PROBLEM DETAILS
Give back, unchanged, each line from the one containing "[spot] the rubble" through the last line of the entries below.

INFORMATION SHOWN
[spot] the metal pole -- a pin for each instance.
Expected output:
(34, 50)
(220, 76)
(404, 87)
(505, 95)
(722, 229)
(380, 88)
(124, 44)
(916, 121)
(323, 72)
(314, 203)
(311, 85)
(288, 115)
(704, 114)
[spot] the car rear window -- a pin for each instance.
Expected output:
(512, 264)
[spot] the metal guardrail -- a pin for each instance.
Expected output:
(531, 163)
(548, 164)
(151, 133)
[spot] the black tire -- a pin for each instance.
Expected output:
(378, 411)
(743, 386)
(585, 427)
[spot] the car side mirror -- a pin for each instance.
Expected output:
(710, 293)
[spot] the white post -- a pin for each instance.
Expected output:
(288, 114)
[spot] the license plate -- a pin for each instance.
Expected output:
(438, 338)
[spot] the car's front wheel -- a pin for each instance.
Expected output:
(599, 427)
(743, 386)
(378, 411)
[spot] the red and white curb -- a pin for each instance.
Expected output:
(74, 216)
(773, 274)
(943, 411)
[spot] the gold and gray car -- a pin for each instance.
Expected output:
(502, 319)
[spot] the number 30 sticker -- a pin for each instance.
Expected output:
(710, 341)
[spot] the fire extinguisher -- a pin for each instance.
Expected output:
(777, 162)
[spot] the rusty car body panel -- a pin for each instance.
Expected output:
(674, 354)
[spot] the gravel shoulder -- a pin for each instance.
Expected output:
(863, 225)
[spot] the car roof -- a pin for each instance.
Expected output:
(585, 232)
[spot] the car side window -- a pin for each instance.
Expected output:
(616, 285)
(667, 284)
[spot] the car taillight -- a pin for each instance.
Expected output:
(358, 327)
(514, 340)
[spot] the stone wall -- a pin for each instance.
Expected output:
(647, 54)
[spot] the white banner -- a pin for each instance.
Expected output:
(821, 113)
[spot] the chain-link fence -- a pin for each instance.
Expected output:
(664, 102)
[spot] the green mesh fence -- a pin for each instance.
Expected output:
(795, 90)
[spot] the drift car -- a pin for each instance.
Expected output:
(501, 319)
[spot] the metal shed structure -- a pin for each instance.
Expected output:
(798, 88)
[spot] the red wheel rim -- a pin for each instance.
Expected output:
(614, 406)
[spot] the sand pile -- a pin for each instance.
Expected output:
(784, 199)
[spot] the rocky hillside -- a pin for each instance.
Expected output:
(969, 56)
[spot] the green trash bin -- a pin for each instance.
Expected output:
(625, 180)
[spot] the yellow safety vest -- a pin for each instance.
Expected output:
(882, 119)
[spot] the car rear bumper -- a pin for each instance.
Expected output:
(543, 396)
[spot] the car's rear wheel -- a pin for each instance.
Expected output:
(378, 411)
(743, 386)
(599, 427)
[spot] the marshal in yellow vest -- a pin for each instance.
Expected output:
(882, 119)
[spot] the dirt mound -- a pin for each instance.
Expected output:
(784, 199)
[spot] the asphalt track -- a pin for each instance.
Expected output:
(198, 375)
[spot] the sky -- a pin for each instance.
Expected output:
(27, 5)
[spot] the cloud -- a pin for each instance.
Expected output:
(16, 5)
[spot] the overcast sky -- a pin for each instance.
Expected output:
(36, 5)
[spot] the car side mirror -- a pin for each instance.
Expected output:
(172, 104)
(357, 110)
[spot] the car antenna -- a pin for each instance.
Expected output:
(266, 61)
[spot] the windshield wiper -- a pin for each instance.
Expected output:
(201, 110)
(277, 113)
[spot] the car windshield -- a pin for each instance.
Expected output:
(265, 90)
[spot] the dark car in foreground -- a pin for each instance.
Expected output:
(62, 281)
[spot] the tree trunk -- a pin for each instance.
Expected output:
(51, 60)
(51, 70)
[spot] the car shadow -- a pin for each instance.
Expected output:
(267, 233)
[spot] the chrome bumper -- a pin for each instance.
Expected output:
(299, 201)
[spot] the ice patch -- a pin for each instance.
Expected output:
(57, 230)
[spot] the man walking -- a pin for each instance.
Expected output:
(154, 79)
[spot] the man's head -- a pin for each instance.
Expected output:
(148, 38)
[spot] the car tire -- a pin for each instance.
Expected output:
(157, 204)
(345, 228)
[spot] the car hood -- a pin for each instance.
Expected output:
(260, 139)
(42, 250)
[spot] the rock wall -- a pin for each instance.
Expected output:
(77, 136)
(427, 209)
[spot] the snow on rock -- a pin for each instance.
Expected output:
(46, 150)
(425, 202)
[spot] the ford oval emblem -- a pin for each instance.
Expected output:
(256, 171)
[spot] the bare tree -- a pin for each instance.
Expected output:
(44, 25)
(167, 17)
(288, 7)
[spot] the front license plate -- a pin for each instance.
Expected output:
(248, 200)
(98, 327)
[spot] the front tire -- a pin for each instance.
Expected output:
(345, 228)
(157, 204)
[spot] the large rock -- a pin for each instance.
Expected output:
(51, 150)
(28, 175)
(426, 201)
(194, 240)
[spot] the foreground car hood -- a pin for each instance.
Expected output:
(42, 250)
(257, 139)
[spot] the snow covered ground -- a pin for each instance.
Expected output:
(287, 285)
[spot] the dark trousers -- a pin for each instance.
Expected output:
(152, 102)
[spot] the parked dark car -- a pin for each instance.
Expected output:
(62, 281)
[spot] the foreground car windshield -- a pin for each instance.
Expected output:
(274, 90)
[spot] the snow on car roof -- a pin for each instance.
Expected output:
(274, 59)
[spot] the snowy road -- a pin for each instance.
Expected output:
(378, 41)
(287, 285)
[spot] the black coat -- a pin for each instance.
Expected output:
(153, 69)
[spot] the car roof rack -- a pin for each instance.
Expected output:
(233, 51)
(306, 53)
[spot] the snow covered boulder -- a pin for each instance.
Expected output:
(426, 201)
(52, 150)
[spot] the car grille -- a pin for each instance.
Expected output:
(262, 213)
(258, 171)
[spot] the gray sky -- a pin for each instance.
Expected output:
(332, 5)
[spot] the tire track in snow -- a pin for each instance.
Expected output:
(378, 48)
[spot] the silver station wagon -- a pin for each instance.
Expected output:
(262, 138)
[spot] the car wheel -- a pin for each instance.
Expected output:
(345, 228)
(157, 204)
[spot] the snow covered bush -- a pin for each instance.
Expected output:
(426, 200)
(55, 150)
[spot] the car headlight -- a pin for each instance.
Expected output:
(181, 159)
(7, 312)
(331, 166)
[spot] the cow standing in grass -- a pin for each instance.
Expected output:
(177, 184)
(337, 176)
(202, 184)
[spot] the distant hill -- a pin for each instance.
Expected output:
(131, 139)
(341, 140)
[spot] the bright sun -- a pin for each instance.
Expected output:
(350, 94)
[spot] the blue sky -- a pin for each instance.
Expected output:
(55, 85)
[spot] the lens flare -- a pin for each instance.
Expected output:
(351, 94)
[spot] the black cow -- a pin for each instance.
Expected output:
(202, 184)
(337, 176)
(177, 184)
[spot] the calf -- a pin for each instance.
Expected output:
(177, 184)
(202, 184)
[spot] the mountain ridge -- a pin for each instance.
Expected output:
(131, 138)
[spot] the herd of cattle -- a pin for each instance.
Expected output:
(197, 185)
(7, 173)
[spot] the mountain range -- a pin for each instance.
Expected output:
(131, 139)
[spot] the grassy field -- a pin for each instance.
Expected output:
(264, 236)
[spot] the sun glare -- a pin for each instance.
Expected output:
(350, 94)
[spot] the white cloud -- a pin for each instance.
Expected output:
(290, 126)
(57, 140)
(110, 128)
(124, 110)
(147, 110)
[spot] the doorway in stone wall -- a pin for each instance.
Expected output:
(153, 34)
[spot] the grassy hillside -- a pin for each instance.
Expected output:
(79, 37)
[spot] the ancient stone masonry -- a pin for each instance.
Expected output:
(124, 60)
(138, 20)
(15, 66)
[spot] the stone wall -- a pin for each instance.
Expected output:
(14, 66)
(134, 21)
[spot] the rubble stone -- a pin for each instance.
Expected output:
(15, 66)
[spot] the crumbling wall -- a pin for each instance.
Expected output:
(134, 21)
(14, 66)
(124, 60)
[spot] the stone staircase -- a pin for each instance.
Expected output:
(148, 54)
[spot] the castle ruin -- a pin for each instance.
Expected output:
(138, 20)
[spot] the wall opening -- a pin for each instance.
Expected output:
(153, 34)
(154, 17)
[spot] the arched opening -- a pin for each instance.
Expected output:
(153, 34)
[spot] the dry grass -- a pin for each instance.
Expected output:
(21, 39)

CORRECT RESULT
[spot] the rubble stone -- a pin for each instance.
Expected output:
(15, 66)
[spot] the crumbling wall -- a pin for each instance.
Expected output:
(134, 21)
(14, 66)
(124, 60)
[spot] the stone staircase -- a pin for each instance.
Expected output:
(148, 54)
[spot] the castle ruin -- a pin for each instance.
Expected output:
(138, 20)
[spot] the wall opening -- a pin for each instance.
Expected output:
(153, 34)
(154, 17)
[spot] the arched opening -- a pin for each instance.
Expected output:
(153, 34)
[spot] the dry grass -- a pin for each instance.
Expected output:
(21, 39)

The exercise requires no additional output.